WHAT IS REQUIRED -
Pull out each line of the data below that includes the word "mirror".
□ □ □ □
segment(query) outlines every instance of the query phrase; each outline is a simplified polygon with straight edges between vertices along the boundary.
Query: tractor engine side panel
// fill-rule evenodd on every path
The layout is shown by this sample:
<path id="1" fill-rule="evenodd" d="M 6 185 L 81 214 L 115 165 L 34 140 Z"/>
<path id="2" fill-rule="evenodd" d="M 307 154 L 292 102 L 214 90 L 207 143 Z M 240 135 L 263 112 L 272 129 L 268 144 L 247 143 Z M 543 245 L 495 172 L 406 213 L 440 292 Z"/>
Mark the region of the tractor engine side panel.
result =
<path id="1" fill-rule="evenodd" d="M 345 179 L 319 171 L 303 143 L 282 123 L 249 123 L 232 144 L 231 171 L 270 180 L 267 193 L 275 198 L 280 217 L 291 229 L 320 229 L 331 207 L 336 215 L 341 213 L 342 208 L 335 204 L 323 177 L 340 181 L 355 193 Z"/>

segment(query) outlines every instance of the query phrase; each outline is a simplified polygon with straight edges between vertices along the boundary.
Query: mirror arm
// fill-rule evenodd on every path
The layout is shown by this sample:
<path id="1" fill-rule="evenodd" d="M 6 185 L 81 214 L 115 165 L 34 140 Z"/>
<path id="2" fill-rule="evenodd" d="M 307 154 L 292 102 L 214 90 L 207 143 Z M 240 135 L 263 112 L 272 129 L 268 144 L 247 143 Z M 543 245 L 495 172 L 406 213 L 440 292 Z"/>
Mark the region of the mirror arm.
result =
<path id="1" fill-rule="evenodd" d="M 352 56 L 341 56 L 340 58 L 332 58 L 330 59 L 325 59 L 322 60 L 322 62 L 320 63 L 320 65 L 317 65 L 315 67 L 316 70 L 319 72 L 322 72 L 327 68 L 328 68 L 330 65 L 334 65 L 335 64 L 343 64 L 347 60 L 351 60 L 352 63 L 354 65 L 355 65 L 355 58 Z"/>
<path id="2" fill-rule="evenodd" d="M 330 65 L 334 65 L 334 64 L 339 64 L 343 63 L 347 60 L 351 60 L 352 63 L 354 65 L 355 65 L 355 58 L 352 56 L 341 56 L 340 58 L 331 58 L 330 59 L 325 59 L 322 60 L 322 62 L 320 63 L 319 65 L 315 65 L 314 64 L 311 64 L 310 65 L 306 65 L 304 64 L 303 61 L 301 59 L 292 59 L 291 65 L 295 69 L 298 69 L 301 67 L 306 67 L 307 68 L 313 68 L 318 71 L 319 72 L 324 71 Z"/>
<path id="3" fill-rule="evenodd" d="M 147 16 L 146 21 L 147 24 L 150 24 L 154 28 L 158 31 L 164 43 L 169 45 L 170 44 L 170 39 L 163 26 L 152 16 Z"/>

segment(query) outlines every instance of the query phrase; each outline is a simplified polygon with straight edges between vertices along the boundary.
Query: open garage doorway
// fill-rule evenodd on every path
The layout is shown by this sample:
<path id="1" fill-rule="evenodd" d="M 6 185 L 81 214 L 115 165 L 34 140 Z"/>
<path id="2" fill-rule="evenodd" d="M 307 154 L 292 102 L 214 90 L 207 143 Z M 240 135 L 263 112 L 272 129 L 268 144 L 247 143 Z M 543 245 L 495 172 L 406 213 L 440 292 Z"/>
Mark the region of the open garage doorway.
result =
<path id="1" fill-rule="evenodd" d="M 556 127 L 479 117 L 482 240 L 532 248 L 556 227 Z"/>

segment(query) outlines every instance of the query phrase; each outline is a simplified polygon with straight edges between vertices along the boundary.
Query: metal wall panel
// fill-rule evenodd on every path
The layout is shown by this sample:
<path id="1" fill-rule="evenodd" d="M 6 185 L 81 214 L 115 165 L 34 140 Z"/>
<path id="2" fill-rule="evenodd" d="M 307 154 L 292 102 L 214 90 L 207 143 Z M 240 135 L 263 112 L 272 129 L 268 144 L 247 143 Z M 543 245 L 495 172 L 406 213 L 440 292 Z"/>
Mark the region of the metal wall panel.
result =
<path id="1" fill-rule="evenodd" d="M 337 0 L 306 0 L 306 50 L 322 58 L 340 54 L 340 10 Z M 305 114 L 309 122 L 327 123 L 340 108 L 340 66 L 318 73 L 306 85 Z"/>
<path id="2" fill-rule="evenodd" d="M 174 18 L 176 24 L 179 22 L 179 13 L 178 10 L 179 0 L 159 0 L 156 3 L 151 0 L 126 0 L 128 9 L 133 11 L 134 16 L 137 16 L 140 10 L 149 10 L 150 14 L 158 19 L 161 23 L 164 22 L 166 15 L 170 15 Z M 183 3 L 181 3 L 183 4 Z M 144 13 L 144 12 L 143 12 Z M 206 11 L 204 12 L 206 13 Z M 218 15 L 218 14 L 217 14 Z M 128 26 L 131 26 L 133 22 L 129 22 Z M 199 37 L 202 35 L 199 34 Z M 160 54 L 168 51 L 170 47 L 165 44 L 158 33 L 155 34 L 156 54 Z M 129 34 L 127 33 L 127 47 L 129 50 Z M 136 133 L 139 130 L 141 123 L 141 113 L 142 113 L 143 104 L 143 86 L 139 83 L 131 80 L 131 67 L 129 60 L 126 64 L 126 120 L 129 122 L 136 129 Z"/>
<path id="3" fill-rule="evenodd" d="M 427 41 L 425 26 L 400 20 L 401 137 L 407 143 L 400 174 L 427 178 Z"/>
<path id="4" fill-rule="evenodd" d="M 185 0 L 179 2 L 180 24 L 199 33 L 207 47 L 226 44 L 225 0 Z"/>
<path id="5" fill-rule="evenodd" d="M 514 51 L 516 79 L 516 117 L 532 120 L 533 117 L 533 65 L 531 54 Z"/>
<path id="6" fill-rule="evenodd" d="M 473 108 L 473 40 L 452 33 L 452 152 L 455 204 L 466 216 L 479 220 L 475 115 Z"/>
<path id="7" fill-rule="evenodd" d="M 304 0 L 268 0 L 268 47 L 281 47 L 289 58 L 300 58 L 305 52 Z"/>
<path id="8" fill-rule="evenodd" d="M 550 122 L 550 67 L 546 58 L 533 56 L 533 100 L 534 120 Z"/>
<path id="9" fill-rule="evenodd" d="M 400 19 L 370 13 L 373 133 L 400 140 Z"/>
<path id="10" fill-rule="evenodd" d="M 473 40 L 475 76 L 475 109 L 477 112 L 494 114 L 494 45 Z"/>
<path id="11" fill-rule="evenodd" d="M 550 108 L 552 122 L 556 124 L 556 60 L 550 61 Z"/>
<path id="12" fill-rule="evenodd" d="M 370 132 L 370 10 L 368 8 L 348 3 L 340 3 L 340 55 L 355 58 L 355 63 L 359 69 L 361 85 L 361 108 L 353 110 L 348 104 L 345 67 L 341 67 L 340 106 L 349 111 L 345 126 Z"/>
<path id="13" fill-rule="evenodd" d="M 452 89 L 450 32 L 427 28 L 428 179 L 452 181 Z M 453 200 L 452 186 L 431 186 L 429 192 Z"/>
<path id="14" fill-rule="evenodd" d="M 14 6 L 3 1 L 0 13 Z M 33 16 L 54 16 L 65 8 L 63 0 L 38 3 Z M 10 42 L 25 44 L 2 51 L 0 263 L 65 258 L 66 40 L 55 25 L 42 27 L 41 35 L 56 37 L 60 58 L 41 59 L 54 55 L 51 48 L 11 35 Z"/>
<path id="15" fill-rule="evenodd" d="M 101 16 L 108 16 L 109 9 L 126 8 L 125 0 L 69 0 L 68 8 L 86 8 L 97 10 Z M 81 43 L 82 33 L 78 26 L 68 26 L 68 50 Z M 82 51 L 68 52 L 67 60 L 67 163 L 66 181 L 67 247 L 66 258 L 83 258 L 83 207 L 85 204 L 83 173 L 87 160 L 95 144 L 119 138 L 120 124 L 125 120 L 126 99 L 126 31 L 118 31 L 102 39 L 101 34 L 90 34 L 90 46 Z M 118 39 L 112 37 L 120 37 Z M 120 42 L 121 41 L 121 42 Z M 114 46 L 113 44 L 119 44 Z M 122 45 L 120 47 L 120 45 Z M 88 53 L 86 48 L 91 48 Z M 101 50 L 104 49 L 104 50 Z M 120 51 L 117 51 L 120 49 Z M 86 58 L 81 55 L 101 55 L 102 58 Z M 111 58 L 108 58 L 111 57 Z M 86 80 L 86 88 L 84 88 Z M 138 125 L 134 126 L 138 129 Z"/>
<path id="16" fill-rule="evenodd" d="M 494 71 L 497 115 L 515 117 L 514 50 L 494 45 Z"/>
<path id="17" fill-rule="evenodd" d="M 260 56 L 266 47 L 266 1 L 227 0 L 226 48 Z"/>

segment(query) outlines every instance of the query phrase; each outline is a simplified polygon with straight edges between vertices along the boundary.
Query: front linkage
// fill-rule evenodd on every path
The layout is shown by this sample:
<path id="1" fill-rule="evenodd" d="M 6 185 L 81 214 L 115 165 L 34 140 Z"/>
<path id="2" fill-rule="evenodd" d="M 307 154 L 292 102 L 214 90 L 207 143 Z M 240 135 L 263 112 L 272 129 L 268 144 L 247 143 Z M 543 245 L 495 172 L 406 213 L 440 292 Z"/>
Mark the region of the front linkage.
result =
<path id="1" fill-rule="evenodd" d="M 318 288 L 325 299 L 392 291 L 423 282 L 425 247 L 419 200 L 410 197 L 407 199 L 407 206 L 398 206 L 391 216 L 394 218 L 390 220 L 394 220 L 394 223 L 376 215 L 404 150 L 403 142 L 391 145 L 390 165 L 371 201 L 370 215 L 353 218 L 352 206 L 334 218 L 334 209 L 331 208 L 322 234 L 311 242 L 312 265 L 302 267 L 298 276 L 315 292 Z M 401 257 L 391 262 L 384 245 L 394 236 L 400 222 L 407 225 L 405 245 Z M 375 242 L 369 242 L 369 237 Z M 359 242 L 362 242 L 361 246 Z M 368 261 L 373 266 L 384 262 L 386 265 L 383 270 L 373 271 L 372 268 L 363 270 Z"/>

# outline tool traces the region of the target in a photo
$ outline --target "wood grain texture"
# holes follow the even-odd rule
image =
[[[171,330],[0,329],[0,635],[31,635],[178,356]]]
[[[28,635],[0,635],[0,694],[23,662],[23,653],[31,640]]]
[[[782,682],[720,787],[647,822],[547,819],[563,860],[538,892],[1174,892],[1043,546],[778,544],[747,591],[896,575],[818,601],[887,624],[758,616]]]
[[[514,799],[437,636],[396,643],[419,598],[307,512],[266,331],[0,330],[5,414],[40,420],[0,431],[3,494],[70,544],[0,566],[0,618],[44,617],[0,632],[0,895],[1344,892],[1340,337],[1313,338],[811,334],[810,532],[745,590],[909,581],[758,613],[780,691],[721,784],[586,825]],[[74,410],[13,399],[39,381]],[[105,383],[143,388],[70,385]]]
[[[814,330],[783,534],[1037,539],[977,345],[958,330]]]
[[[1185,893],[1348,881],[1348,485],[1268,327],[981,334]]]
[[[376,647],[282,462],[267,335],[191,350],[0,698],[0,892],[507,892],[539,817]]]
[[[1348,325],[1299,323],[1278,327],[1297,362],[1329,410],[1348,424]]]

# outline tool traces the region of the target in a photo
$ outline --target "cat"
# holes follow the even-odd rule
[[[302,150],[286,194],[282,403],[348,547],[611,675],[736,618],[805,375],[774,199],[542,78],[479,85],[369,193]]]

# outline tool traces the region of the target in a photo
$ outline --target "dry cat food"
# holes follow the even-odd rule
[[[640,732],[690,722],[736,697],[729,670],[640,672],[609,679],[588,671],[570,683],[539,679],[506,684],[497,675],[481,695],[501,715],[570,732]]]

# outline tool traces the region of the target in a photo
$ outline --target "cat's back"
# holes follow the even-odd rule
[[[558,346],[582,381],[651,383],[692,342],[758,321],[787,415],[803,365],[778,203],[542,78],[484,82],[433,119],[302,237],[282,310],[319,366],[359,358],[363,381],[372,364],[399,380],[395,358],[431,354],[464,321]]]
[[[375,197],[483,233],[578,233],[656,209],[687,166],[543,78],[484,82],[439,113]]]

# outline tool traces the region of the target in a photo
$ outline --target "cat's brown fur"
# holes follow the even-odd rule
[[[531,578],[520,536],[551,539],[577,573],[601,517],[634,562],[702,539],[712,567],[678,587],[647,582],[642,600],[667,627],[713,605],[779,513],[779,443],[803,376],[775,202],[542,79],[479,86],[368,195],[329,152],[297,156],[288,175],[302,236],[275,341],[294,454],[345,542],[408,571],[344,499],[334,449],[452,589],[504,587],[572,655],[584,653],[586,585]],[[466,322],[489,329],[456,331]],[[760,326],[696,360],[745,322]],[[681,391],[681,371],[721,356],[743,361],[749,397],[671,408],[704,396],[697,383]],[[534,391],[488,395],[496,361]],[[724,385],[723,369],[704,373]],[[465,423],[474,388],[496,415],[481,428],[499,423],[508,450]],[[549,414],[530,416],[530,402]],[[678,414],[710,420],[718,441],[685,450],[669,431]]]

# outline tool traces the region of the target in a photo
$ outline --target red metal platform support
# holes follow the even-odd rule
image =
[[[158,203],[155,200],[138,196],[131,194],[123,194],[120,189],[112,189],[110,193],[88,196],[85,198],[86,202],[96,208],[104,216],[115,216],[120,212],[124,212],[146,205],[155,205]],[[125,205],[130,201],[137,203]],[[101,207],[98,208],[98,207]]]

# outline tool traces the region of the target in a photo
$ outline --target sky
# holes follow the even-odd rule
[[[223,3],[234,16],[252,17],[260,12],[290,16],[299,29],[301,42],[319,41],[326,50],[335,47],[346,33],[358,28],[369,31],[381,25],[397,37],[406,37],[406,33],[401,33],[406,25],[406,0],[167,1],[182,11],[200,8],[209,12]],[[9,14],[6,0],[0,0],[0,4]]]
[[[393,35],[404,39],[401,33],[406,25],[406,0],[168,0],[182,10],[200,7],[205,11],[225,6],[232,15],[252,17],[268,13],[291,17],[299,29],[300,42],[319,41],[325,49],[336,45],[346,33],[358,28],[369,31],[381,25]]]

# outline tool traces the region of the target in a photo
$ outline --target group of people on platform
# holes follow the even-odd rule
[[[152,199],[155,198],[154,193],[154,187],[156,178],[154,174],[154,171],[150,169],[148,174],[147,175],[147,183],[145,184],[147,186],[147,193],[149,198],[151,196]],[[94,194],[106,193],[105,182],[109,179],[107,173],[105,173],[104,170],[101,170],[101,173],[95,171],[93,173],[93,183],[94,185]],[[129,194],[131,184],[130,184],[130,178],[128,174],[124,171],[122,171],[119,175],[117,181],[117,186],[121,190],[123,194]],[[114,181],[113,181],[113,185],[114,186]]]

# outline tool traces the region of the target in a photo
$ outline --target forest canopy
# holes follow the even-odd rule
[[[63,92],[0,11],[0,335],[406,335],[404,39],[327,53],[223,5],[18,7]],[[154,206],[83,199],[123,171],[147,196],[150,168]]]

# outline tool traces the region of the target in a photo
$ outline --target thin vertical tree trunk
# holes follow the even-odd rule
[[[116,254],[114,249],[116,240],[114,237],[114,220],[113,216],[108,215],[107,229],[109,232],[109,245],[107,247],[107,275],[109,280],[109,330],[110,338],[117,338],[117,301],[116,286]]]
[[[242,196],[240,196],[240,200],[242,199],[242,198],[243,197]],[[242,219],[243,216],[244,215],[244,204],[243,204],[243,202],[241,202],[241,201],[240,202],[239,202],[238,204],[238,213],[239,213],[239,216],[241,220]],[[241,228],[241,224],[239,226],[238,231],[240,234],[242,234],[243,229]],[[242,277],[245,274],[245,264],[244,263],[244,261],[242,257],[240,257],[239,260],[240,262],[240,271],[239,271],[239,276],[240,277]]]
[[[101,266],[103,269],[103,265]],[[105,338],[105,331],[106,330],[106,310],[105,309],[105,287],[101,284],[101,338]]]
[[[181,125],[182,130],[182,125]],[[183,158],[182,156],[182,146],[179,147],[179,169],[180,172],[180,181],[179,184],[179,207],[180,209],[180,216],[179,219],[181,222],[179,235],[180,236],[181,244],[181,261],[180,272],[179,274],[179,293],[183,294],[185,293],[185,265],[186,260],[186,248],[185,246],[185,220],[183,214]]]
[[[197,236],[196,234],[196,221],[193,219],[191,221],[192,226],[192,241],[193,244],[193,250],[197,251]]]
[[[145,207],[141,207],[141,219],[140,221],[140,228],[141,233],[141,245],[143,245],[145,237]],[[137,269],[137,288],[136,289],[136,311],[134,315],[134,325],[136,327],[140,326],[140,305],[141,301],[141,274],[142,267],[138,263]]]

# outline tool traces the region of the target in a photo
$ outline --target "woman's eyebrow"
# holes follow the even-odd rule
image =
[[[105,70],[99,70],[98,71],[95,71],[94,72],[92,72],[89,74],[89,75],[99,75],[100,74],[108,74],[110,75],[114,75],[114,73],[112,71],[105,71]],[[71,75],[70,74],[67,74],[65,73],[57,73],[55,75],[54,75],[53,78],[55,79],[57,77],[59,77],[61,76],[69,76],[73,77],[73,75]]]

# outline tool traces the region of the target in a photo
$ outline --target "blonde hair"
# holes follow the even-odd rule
□ □ □ □
RESPONSE TO THE TASK -
Query: mirror arm
Mark the region of the mirror arm.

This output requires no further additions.